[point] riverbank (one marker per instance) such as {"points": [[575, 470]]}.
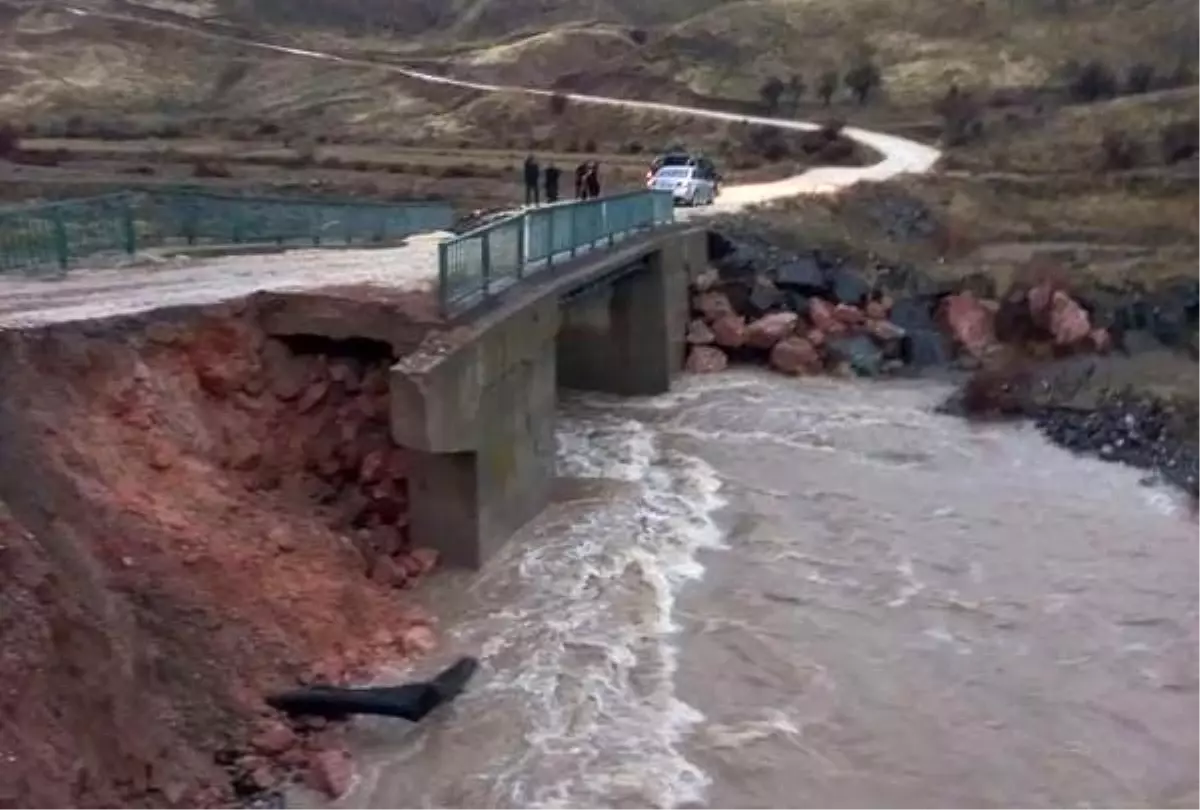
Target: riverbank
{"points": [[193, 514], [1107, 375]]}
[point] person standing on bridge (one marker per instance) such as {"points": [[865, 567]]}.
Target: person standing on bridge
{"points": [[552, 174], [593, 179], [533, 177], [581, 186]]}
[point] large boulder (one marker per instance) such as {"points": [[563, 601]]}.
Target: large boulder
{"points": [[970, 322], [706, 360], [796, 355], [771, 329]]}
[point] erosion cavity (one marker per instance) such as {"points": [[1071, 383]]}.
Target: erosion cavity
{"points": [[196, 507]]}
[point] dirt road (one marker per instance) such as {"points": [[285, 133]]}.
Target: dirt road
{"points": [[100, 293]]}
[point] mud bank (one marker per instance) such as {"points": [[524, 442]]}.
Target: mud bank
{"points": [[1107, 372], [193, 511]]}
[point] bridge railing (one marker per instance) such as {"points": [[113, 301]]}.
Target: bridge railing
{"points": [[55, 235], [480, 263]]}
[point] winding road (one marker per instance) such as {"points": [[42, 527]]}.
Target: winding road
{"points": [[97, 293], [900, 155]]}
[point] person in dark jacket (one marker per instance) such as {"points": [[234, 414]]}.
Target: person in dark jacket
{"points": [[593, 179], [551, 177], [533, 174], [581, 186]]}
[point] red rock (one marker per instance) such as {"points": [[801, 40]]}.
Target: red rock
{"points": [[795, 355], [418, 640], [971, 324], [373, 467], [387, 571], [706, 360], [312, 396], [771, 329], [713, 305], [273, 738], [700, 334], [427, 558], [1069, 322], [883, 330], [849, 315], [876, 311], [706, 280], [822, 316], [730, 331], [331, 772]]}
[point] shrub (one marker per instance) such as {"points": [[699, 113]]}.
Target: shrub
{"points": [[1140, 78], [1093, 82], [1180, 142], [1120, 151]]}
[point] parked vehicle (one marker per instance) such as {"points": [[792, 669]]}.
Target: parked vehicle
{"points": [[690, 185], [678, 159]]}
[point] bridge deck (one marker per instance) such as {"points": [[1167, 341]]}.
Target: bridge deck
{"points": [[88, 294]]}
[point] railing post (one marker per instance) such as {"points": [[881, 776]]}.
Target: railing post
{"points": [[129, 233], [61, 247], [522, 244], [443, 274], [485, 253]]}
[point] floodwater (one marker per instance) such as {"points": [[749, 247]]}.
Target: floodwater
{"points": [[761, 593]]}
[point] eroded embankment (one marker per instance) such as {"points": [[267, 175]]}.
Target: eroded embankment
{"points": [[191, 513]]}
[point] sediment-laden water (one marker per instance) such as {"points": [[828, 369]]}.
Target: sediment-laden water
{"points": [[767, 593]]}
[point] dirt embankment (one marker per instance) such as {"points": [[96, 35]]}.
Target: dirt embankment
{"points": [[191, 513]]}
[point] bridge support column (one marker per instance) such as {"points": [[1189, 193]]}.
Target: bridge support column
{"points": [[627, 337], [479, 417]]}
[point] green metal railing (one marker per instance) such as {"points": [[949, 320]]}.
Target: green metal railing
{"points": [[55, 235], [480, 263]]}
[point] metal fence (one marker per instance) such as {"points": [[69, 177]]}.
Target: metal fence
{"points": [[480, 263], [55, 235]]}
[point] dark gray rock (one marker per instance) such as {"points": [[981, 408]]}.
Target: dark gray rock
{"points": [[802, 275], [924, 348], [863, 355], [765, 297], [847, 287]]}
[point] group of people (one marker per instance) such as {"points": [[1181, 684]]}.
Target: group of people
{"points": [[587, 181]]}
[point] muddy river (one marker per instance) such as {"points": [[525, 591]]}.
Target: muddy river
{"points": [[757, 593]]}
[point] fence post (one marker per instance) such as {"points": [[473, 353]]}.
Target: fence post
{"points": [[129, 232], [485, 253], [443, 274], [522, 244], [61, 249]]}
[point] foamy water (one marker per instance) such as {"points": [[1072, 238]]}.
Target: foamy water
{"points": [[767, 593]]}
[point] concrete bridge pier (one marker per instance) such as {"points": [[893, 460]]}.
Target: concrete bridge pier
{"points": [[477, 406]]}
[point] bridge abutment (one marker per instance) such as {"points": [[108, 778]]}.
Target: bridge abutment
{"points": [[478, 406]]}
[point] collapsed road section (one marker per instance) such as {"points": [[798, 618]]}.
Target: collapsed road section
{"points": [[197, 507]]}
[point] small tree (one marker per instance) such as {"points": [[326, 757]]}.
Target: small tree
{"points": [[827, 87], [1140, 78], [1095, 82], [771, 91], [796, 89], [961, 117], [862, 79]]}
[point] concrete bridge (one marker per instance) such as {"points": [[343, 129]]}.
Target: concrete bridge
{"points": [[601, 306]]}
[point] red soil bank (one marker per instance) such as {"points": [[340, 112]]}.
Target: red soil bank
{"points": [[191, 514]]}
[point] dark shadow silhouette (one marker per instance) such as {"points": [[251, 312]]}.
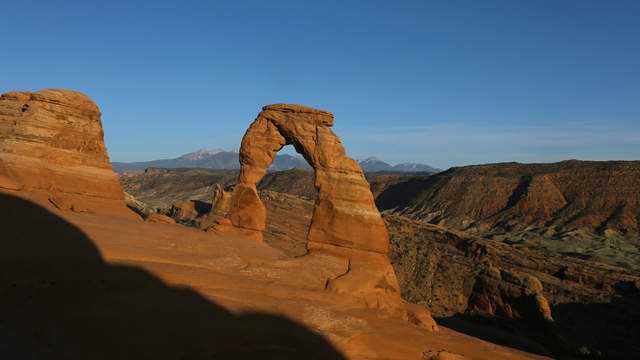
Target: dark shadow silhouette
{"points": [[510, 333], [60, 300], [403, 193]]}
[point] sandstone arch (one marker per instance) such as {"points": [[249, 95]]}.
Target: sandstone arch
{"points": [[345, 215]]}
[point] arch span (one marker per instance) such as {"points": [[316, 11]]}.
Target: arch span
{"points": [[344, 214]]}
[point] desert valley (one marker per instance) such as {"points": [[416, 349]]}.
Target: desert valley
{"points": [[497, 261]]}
----------------------------------------
Repeat the records above exactly, without pictures.

[point] riverbank (one marker per instance) such as {"points": [[575, 470]]}.
Target: riverbank
{"points": [[193, 514], [1107, 375]]}
[point] person standing on bridge (one marker per instance) such as {"points": [[865, 567]]}.
Target: person standing on bridge
{"points": [[552, 174], [593, 179], [533, 177], [581, 186]]}
[point] large boulder (one marker per instance) such as {"points": [[563, 601]]}.
Target: large boulder
{"points": [[970, 322], [706, 360], [796, 355], [771, 329]]}
[point] erosion cavity (one marker per instance) such as {"points": [[1071, 383]]}.
Target: erosion cavity
{"points": [[196, 507]]}
[point] dirt road (one marker per instance) such as {"points": [[285, 133]]}.
Target: dirt road
{"points": [[100, 293]]}
[point] mud bank (one marker per instance) such as {"points": [[524, 442]]}.
Target: mud bank
{"points": [[1107, 372], [193, 511]]}
[point] bridge railing (one marker per instance) such as {"points": [[113, 301]]}.
Target: bridge railing
{"points": [[55, 235], [480, 263]]}
[point] winding road (one marker per instance) such as {"points": [[42, 527]]}.
Target: winding road
{"points": [[97, 293], [900, 155]]}
[point] person in dark jacket (one marker per instance) such as {"points": [[234, 414]]}.
Target: person in dark jacket
{"points": [[593, 179], [551, 177], [533, 174], [581, 186]]}
[point] red rock (one marker per instance) such as {"points": [[801, 40]]}.
Target: red rock
{"points": [[795, 355], [418, 640], [971, 324], [373, 467], [387, 571], [706, 360], [312, 396], [771, 329], [713, 305], [273, 738], [700, 334], [427, 558], [1069, 322], [883, 330], [849, 315], [876, 311], [706, 280], [822, 316], [730, 331], [331, 772]]}
[point] shrub (one marker per instance) such as {"points": [[699, 113]]}.
Target: shrub
{"points": [[1140, 78], [1093, 82], [1180, 142], [1120, 151]]}
[point] parked vehicle (one marker per instance) such as {"points": [[792, 669]]}.
Target: parked vehicle
{"points": [[690, 185], [678, 159]]}
[point] bridge deck (one marker per instance) such as {"points": [[1167, 341]]}.
Target: bridge deck
{"points": [[88, 294]]}
[point] railing post (one marker per instance) such as {"points": [[881, 776]]}.
Target: railing post
{"points": [[129, 233], [61, 247], [522, 244], [443, 274], [485, 253]]}
[point] floodwater (one marker per instance) such as {"points": [[749, 247]]}.
Target: floodwater
{"points": [[761, 593]]}
[point] eroded embankment (one marker per instance) such as {"points": [[267, 175]]}.
Target: eroded embankment
{"points": [[191, 513]]}
[point] sediment-laden water (one marker per instance) such as {"points": [[828, 369]]}.
Target: sediment-laden water
{"points": [[767, 593]]}
[point] dirt embankment (one marker per instance) such as {"points": [[96, 35]]}.
Target: dirt embankment
{"points": [[191, 513]]}
[point] bridge support column (one marker per instance) such as {"points": [[1189, 193]]}.
Target: bridge support column
{"points": [[627, 337], [479, 417]]}
[point] green metal railing (one marker per instance) such as {"points": [[949, 320]]}.
Target: green metal railing
{"points": [[55, 235], [480, 263]]}
[point] metal fence (one marker per instance) such as {"points": [[69, 177]]}.
Target: metal fence
{"points": [[480, 263], [55, 235]]}
[point] dark gray rock (one marker per instance) such as {"points": [[981, 408]]}.
Target: dark gray rock
{"points": [[802, 275], [924, 348], [863, 355], [765, 297], [847, 287]]}
[point] group of people (one marker per instance) such as {"points": [[1181, 684]]}.
Target: group of people
{"points": [[587, 181]]}
[point] muddy river (one marker per instance) such as {"points": [[525, 591]]}.
Target: muddy river
{"points": [[757, 593]]}
[point] fence post (one marker per instance) such as {"points": [[473, 353]]}.
Target: fence post
{"points": [[129, 232], [485, 253], [443, 274], [522, 244], [61, 249]]}
[point] foamy water (one marker per instance) such as {"points": [[1072, 238]]}.
Target: foamy water
{"points": [[767, 593]]}
[point] concrete bridge pier (one marker per instance) such as {"points": [[893, 460]]}.
Target: concrete bridge pier
{"points": [[477, 406]]}
[point] bridge abutment (one marker per instance) such as {"points": [[108, 778]]}.
Target: bridge abutment
{"points": [[478, 406]]}
[point] collapsed road section (one marker per instance) such as {"points": [[798, 618]]}.
Target: collapsed road section
{"points": [[197, 507]]}
[point] small tree (one marker per instance) such as {"points": [[326, 757]]}.
Target: small tree
{"points": [[827, 87], [1140, 78], [1095, 82], [771, 91], [796, 89], [961, 117], [862, 79]]}
[point] concrete bridge (one marker per instance) such as {"points": [[343, 129]]}.
Target: concrete bridge
{"points": [[601, 306]]}
[point] red soil bank (one marker per instance) such as {"points": [[340, 112]]}.
Target: red soil bank
{"points": [[191, 514]]}
[point] dark shadow silhouette (one marker per instance) such as {"points": [[251, 312]]}.
Target: dark shadow silhouette
{"points": [[510, 333], [60, 300], [403, 193]]}
[point] sandstone arch (one marker per instance) such as {"points": [[249, 95]]}.
Target: sandstone arch
{"points": [[345, 215]]}
[point] arch span (one marker per instance) such as {"points": [[316, 11]]}.
Target: arch span
{"points": [[344, 214]]}
[point] desert valley (one marker per instance) such as {"points": [[416, 349]]}.
Target: desert valley
{"points": [[497, 261]]}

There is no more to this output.